Об оперном искусстве, о кризисе его потребления и проблемах развития в России рассказал главный дирижер — музыкальный руководитель Большого театра России Александр Ведерников.

Недавно в Новосибирске прошли масштабные гастроли Большого театра России (ГАБТ). До этого он приезжал в столицу Сибири 30 лет назад — в 1976-м наш оперный принимал балетную труппу и оркестр Большого.

В этот раз Новосибирск впервые посетила опера ГАБТа, а «Большой балет» выступил в сопровождении оркестра новосибирского оперного театра. В гастрольном репертуаре была и нашумевшая опера «Евгений Онегин» прогрессивного режиссера Дмитрия Чернякова (он поставил в Новосибирске «Аиду» Джузеппе Верди, отмеченную «Золотой маской» как лучший оперный спектакль сезона 2003/2004)..

— Развитие классической культуры в России ослабевает, прерываются традиции. С чем, на ваш взгляд, это связано, чем может обернуться?

— Это связано с двумя обстоятельствами. Во-первых, мы переживаем период первоначального накопления капитала, что подразумевает больший интерес к накоплению, а вовсе не к тем вещам, которые составляют, так сказать, базис и надстройку.

В вопросах культуры возрастает роль государства и гражданского общества. То есть для того чтобы эту ситуацию держать, нужно однозначное, приоритетное влияние государства и значительные усилия с его стороны. Прежде всего это касается правильного финансирования, поскольку культура — не только культура сама по себе, но также и сопутствующие ей явления.

Любое учреждение не может нормально функционировать, если у него нет, например, рекламного бюджета. А такие вещи в культуре никто не предусматривает.

Во-вторых, нужны инвестиции в образование. Не дав сколько-нибудь системного образования молодому поколению, мы не получим и потребителя классической культуры. Но поскольку государство не сделало культуру одним из своих национальных приоритетов, как мы недавно выяснили, то вопрос остается открытым.

— Что происходит с оперным искусством в России? Есть мнение, что у нас этот жанр переживает серьезный кризис. Вы согласны с этим?

— Дело в том, что с жанром-то все нормально — с потребителями не все в порядке. Но, кроме того, как ни странно, мы сами себя сегодня никак не идентифицируем — ни с европейцами, ни с азиатами.

Вот, допустим, как настоящий азиатский человек у себя в стране все оперные театры закрыл и сказал: «Нам это не нужно». У нас на эту тему никакой позиции нет, она никем не была артикулирована. А поскольку роль государства в таких вещах очень сильна, а гражданское общество очень слабенькое, налицо все те последствия, которые мы имеем.

Никто не сказал, что Россия — страна европейской культуры, поскольку, сказав это, ты должен взять на себя определенные обязательства и ограничения, чего делать никто не хочет.

В советское время с этим никаких проблем не было, потому что идеология базировалась на философии диалектического материализма, а значит, имела прямую связь с немецкой классической философией и европейской культурой.

— Сейчас в сфере искусства, в том числе в области театра, идет явный процесс коммерциализации. Это обойдет Большой театр стороной? Вы не будете учитывать запросы широкой публики?

— Этот процесс больше затрагивает шоу-бизнес — коммерческую по природе сферу искусства. В академическом искусстве коммерциализация тоже происходит, но весьма своеобразно.

* * * * * * * * *

■ **Цель задания A**:
Ответьте на вопросы по фрагменту документа, каждый ответ дайте отдельной строкой:
(i) В каком году Большой театр до этих гастролей приезжал в Новосибирск?
(ii) Какую оперу Дмитрий Черняков поставил в Новосибирске?
(iii) На какой философии, по словам Ведерникова, базировалась идеология в советское время?

■ **Данные упражнения**:
* * * * * * * * *

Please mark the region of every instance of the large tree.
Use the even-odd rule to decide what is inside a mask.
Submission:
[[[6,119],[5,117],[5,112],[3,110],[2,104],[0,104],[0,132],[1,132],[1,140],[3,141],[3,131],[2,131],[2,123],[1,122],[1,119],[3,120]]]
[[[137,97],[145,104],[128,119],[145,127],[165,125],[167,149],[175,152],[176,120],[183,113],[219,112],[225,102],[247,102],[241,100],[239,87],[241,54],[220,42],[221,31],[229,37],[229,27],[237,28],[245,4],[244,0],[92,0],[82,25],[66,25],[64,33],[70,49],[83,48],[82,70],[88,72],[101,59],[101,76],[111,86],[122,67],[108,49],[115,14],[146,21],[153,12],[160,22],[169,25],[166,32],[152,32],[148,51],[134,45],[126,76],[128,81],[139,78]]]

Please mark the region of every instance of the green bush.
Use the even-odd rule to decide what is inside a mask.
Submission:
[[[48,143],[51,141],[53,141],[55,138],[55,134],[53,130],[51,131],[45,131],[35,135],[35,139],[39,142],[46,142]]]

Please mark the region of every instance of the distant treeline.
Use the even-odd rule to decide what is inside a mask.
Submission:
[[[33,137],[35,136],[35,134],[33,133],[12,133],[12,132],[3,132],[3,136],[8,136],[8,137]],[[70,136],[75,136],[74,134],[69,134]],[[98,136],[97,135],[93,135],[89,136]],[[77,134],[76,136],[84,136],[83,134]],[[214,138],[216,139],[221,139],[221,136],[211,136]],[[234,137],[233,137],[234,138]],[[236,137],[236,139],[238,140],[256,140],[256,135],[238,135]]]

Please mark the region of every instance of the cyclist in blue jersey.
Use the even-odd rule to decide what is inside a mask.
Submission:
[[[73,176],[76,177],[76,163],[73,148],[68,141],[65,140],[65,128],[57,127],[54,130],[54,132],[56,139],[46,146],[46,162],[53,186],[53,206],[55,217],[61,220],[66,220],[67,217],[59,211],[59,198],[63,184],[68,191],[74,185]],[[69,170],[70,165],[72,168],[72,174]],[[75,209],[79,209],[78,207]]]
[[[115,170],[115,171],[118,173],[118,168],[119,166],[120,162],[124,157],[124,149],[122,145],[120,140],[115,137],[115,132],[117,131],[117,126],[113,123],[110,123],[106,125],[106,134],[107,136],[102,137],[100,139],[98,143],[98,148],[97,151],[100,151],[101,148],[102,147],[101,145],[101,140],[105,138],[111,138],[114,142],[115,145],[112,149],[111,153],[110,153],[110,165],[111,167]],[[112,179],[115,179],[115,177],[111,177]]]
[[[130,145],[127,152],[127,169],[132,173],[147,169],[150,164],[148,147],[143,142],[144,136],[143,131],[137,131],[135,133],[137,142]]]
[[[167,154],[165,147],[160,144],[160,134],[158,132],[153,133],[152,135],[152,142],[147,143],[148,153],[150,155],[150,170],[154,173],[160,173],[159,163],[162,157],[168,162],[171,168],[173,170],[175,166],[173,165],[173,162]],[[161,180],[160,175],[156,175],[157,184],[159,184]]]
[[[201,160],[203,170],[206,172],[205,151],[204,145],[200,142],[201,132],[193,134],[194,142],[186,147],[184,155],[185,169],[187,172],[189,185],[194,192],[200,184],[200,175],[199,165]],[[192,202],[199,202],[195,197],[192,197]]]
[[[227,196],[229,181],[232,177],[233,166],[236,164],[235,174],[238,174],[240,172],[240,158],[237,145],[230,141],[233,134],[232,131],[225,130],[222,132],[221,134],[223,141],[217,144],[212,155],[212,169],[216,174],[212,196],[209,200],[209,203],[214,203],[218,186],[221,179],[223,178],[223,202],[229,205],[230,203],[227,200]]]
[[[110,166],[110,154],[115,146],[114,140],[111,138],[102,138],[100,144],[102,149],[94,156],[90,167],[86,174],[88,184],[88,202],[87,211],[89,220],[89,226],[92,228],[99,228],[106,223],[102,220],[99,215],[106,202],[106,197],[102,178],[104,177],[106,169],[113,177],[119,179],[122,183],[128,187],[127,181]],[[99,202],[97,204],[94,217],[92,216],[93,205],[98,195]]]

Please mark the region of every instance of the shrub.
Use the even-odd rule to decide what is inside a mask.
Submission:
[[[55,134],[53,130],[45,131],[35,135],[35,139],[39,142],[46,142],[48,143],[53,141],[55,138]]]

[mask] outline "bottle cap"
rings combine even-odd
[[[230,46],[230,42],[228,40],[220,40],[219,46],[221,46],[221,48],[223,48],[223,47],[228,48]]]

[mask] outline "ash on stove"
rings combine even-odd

* * * * * * * * *

■ **Цель задания B**:
Извлеките из листинга все строки, где встречается слово «Please». Регистр букв учитывается.

■ **Письменное решение A**:
(i) В 1976 году.
(ii) «Аиду» Джузеппе Верди.
(iii) На философии диалектического материализма.

■ **Письменное решение B**:
Please mark the region of every instance of the large tree.
Please mark the region of every instance of the green bush.
Please mark the region of every instance of the distant treeline.
Please mark the region of every instance of the cyclist in blue jersey.
Please mark the region of every instance of the shrub.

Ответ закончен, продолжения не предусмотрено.